JOB ITEM:
Express the lines from the start of the rows up to and including the line with "positive clicks: (65, 435)" as a Markdown table with the columns No. and Line, numbering each line and skipping blank ones. Leave the pictures out.

TASK DATA:
BEGIN
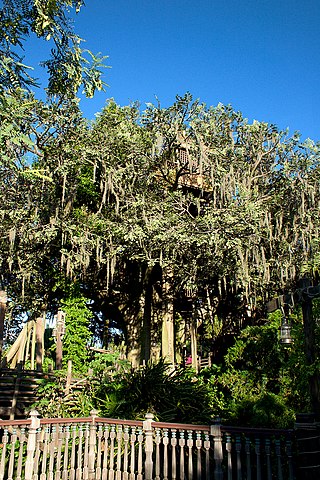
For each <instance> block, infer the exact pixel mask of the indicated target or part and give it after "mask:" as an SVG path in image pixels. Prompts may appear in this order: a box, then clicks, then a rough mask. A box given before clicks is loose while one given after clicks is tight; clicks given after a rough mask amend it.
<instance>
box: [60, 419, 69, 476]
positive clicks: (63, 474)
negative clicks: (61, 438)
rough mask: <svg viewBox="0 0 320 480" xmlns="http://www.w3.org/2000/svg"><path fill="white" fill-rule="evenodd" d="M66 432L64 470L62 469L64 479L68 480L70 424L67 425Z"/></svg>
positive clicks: (65, 435)
mask: <svg viewBox="0 0 320 480" xmlns="http://www.w3.org/2000/svg"><path fill="white" fill-rule="evenodd" d="M64 429H65V433H64V438H65V442H64V452H63V471H62V480H68V461H69V439H70V426H69V425H66V426H65V428H64Z"/></svg>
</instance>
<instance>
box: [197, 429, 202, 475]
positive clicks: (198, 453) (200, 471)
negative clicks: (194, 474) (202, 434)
mask: <svg viewBox="0 0 320 480" xmlns="http://www.w3.org/2000/svg"><path fill="white" fill-rule="evenodd" d="M196 447H197V480H201V448H202V438H201V432H197V433H196Z"/></svg>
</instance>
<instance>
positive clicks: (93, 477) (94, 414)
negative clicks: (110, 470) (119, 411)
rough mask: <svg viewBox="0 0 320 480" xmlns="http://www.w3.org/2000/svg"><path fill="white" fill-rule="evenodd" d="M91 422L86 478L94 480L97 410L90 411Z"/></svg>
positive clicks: (89, 432)
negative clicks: (87, 476)
mask: <svg viewBox="0 0 320 480" xmlns="http://www.w3.org/2000/svg"><path fill="white" fill-rule="evenodd" d="M90 415H91V418H92V421H91V423H90V425H89V453H88V478H89V480H95V479H96V478H97V477H96V475H95V469H94V465H95V460H96V437H97V427H96V418H97V416H98V410H92V411H91V412H90Z"/></svg>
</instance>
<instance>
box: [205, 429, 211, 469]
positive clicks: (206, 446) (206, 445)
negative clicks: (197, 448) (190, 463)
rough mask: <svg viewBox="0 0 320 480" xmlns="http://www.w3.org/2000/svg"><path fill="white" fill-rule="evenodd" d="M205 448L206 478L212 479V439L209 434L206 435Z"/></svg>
mask: <svg viewBox="0 0 320 480" xmlns="http://www.w3.org/2000/svg"><path fill="white" fill-rule="evenodd" d="M203 446H204V449H205V452H206V472H205V478H211V475H210V437H209V434H208V433H205V434H204V442H203Z"/></svg>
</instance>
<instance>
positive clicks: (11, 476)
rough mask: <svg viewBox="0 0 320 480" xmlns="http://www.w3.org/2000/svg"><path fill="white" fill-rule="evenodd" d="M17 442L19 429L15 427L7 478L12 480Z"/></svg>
mask: <svg viewBox="0 0 320 480" xmlns="http://www.w3.org/2000/svg"><path fill="white" fill-rule="evenodd" d="M16 442H17V430H16V428H13V432H12V435H11V442H10V447H11V452H10V458H9V468H8V478H7V480H12V477H13V468H14V457H15V449H16Z"/></svg>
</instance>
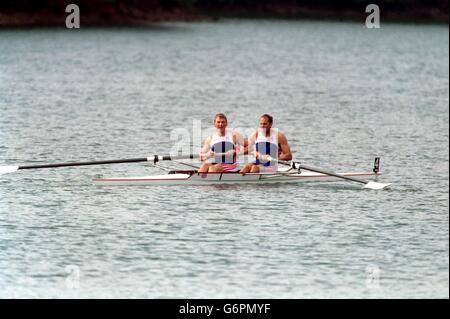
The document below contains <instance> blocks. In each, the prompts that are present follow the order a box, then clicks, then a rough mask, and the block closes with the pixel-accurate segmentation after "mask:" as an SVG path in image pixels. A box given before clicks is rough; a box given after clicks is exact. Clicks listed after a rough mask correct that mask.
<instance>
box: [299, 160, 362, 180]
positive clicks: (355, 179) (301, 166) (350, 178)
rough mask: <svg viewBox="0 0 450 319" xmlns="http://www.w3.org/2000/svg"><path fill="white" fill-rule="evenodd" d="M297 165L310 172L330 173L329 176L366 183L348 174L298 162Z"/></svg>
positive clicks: (316, 172) (325, 173)
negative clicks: (332, 171) (318, 168)
mask: <svg viewBox="0 0 450 319" xmlns="http://www.w3.org/2000/svg"><path fill="white" fill-rule="evenodd" d="M298 167H300V168H301V169H306V170H307V171H312V172H316V173H322V174H326V175H330V176H334V177H339V178H343V179H347V180H349V181H354V182H358V183H362V184H367V182H366V181H363V180H360V179H358V178H354V177H350V176H344V175H341V174H336V173H333V172H328V171H324V170H322V169H320V170H319V169H316V168H314V167H310V166H306V165H301V164H298Z"/></svg>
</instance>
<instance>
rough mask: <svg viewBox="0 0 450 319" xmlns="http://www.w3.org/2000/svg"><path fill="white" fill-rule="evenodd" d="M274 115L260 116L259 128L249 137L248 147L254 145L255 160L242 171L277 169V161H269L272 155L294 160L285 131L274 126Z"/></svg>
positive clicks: (276, 169)
mask: <svg viewBox="0 0 450 319" xmlns="http://www.w3.org/2000/svg"><path fill="white" fill-rule="evenodd" d="M272 124H273V117H272V116H270V115H269V114H263V115H261V117H260V118H259V128H258V129H257V130H256V131H255V132H254V133H253V134H252V135H251V136H250V138H249V139H248V148H249V149H250V147H252V146H254V151H253V155H254V156H255V159H256V160H255V161H254V162H252V163H247V164H246V165H245V166H244V168H242V169H241V171H240V172H241V173H259V172H274V171H277V169H278V165H277V163H276V162H273V161H267V160H266V159H267V158H268V157H269V156H270V157H272V158H275V159H279V160H283V161H290V160H292V153H291V148H290V147H289V143H288V141H287V138H286V136H285V135H284V133H282V132H279V131H278V130H277V129H274V128H272Z"/></svg>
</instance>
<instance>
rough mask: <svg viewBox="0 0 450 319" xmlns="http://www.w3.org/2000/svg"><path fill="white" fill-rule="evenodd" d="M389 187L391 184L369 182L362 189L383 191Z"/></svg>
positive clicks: (376, 182) (370, 181) (389, 183)
mask: <svg viewBox="0 0 450 319" xmlns="http://www.w3.org/2000/svg"><path fill="white" fill-rule="evenodd" d="M389 185H392V183H378V182H374V181H370V182H368V183H367V184H366V185H364V188H370V189H383V188H385V187H388V186H389Z"/></svg>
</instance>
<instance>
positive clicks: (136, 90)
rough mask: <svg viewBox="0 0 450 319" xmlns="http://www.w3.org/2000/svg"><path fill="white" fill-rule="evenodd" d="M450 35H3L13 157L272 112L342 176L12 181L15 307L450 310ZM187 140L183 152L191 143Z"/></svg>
mask: <svg viewBox="0 0 450 319" xmlns="http://www.w3.org/2000/svg"><path fill="white" fill-rule="evenodd" d="M448 105H449V34H448V26H445V25H444V26H433V25H412V24H411V25H409V24H387V23H386V24H382V28H381V29H367V28H365V26H364V24H363V23H344V22H314V21H269V20H267V21H265V20H249V21H246V20H224V21H220V22H217V23H176V24H163V25H158V26H150V27H148V28H111V29H89V28H81V29H80V30H66V29H34V30H2V31H0V114H1V115H0V163H2V164H9V165H11V164H32V163H57V162H62V161H86V160H102V159H120V158H133V157H145V156H147V155H153V154H167V153H168V151H169V150H170V149H171V148H172V147H173V145H174V143H175V141H174V139H173V138H171V132H172V130H173V129H175V128H178V129H186V130H188V131H189V132H191V131H192V130H193V129H192V123H193V121H194V120H197V121H202V122H201V123H202V125H203V128H207V127H208V126H209V125H210V124H211V121H212V117H213V115H214V114H215V113H217V112H224V113H226V114H227V116H228V118H229V124H230V126H231V127H241V128H253V127H256V126H257V123H258V115H260V114H262V113H266V112H267V113H270V114H272V115H273V116H274V119H275V123H274V126H276V127H278V128H279V129H281V130H282V131H284V132H285V134H286V136H287V137H288V140H289V142H290V145H291V148H292V150H293V152H294V156H295V158H296V159H297V160H301V161H302V162H303V163H305V164H309V165H312V166H318V167H323V168H326V169H329V170H335V171H340V172H343V171H351V170H356V171H366V170H371V168H372V165H373V159H374V157H375V156H380V157H381V169H382V172H383V175H382V177H381V181H383V182H384V181H385V182H392V183H394V184H393V186H392V187H391V188H390V189H388V190H382V191H372V190H364V189H362V188H361V186H360V185H359V184H356V183H351V182H345V181H344V182H338V183H328V184H320V183H319V184H317V183H316V184H308V185H302V184H298V185H281V184H280V185H246V186H244V185H237V186H228V187H217V186H216V187H213V186H204V187H198V186H190V187H177V186H174V187H107V188H102V187H95V186H93V185H92V178H93V177H94V176H95V175H97V174H103V175H105V176H112V175H118V176H127V175H128V176H129V175H131V176H133V175H151V174H159V173H161V171H160V170H157V169H155V168H153V167H150V166H148V165H145V164H121V165H108V166H90V167H75V168H60V169H42V170H27V171H18V172H16V173H13V174H7V175H3V176H1V178H0V297H1V298H449V213H448V209H449V129H448V125H449V106H448ZM191 142H192V141H186V145H190V144H189V143H191Z"/></svg>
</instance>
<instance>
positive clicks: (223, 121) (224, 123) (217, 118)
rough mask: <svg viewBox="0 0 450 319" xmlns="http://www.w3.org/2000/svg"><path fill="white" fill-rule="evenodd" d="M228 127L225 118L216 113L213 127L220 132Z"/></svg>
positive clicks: (222, 115)
mask: <svg viewBox="0 0 450 319" xmlns="http://www.w3.org/2000/svg"><path fill="white" fill-rule="evenodd" d="M227 125H228V121H227V117H226V116H225V114H223V113H217V114H216V116H214V127H215V128H217V129H219V130H221V129H225V128H226V127H227Z"/></svg>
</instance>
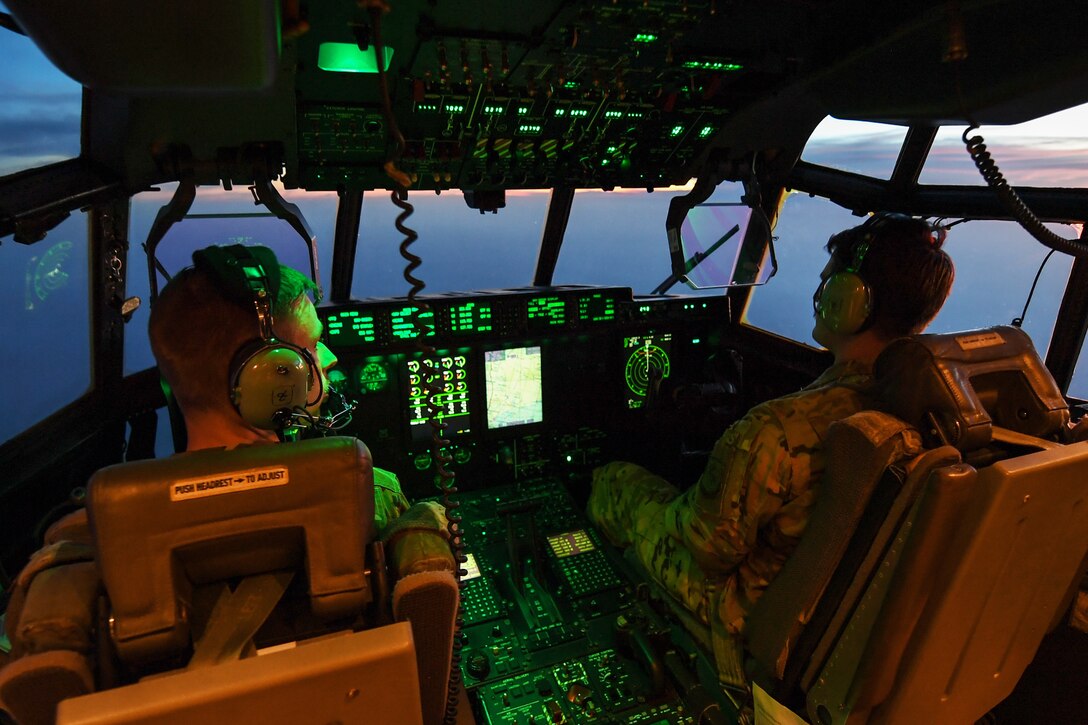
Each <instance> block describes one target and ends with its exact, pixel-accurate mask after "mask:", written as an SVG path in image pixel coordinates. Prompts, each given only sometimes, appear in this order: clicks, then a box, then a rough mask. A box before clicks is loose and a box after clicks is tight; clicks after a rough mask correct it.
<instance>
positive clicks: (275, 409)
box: [193, 244, 321, 431]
END
OUTPUT FOR THIS EXERCISE:
| No. | Line |
|---|---|
| 1 | For each <instance> block, infer the exact pixel mask of the indicated target or part and give it after "mask:" as an SVG path in image pixels. Prompts may appear in this order: a box, then clicks, then a rough mask. A box given before clicks is loose while one given after clicks is tight; clicks given after a rough mask amend it. |
| 2 | <instance> |
| 3 | box: [60, 419, 69, 476] |
| 4 | positive clicks: (63, 474) |
| 5 | negative clicks: (61, 438) |
| 6 | rough mask: <svg viewBox="0 0 320 480" xmlns="http://www.w3.org/2000/svg"><path fill="white" fill-rule="evenodd" d="M66 432L64 470L62 469L64 479L68 480L70 424L67 425Z"/></svg> |
| 7 | positive clicks: (65, 435) |